Consigne
Que dirait la suite du texte sur les blasons de Cherbourg et d'Octeville ? Rédigez-la à partir de sa dernière phrase.

Extrait fourni
◇ ◇ ◇

Les étoiles, absentes de l’armorial de d'Hozier en 1697, auraient été ajoutées au xviiie siècle. Sous l'Empire, le blason fut complété par un franc quartier des villes de seconde classe qui est à dextre d’azur à un N d'or, surmonté d’une étoile rayonnante du même, brochant au neuvième de l'écu.
Concernant les ornements extérieurs, la couronne murale symbolise la protection et le bonheur, le caducée le commerce et l’activité, l’olivier la paix, le chêne la force, rappelant la vocation à la fois militaire et commerciale du port. L'argent signifie que Cherbourg était une ville de seconde classe sous l'Empire.
Le blason d'Octeville est de sinople au mantel d’argent chargé de deux lettres capitales de sable « O » à dextre, « V » à sénestre, au chef de gueules à un léopard d'or armé et lampassé d’azur. Il a été le logo de la municipalité jusqu'à la fusion avec Cherbourg, puis a été réuni au logo de Cherbourg.

◇ ◇ ◇

Données extraites
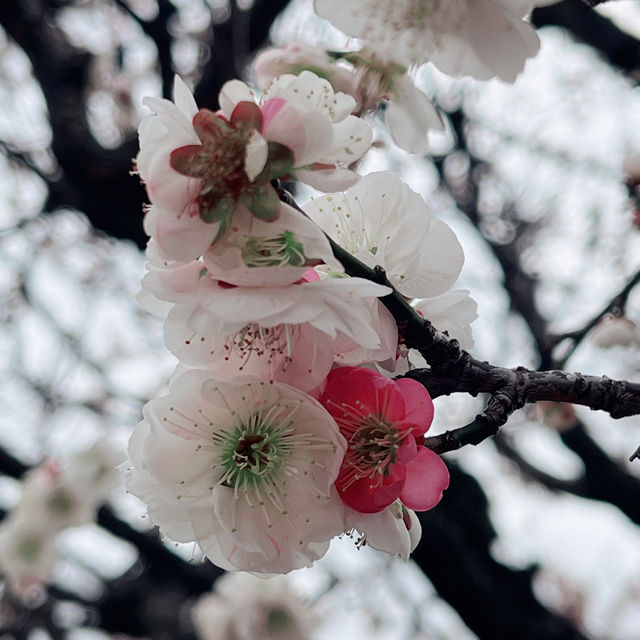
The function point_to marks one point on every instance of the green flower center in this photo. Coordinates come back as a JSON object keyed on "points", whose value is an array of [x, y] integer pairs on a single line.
{"points": [[282, 250], [255, 451]]}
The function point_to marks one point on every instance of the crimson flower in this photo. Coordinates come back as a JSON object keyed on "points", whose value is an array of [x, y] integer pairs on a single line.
{"points": [[383, 422]]}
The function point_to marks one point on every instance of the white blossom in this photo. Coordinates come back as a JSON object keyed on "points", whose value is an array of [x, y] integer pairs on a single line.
{"points": [[480, 38], [243, 607], [453, 312], [304, 114], [383, 222], [245, 467], [396, 530], [409, 114]]}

◇ ◇ ◇

Réponse
De sa création en 2001 et jusqu'en 2016, la municipalité de Cherbourg-Octeville utilisait un logo, intitulé la « mouette musicale ». Initialement adopté par Cherbourg, il est composé d’une mouette, symbolisant le caractère maritime de l’agglomération, sur une portée musicale, évoquant la musicalité du port : « le cri des mouettes qui dansent entre ciel et mer, les sirènes des navires et le chant mélodieux des vagues ». Depuis l'incorporation de la commune dans Cherbourg-en-Cotentin en 2016, le logo reprend celui de cette dernière (le C de Cherbourg-en-Cotentin) suivi du nom de la commune déléguée concernée.
Antiquité
Le Cotentin, conquis par Quintus Titurius Sabinus en , est divisé entre le pagus constantiensis (« comté de Coutances ») et le pagus coriovallensis (« comté de Coriallo »), au sein de la Deuxième Lyonnaise. Coriallo abrite une petite garnison et un castrum est édifié sur la rive gauche de la Divette comme élément du Litus saxonicum, après les raids saxons au début du ive siècle. Les vestiges retrouvés situeraient le village entre Cherbourg et Tourlaville, sur les Mielles,.
Moyen Âge : une place forte
Le haut Moyen Âge (496-911)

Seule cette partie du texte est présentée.